• Problem description
Repeat every one of the rows below word for word, but leave out any pictures.

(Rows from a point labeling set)
★ ★ ★ ★
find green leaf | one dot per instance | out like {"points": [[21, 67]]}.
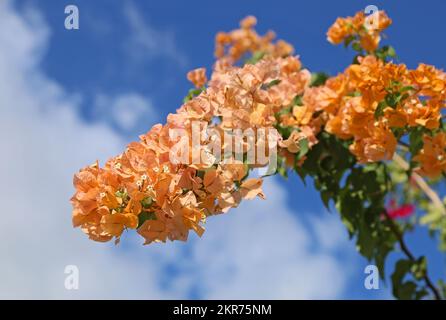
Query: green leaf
{"points": [[256, 57], [379, 111]]}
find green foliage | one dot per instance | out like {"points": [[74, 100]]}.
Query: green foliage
{"points": [[144, 216]]}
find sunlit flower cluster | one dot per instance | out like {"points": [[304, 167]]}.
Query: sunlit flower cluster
{"points": [[373, 103], [143, 189], [365, 31]]}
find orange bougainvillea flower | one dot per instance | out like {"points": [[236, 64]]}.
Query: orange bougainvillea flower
★ ★ ★ ★
• Result of the task
find green leaf | one dot per instance | out like {"points": [[21, 67]]}.
Query: green leaf
{"points": [[256, 57], [379, 111]]}
find green foliage | one dot per instance | out like {"points": [[74, 100]]}.
Query: green foliage
{"points": [[144, 216]]}
find sunlit flower cluster | one dot per instance | out like {"points": [[304, 167]]}.
Query: sunlit flower cluster
{"points": [[373, 103], [143, 189], [365, 31]]}
find orange bougainvillea flower | one dot per instance | out like {"points": [[236, 64]]}.
Query: orange bougainvillea flower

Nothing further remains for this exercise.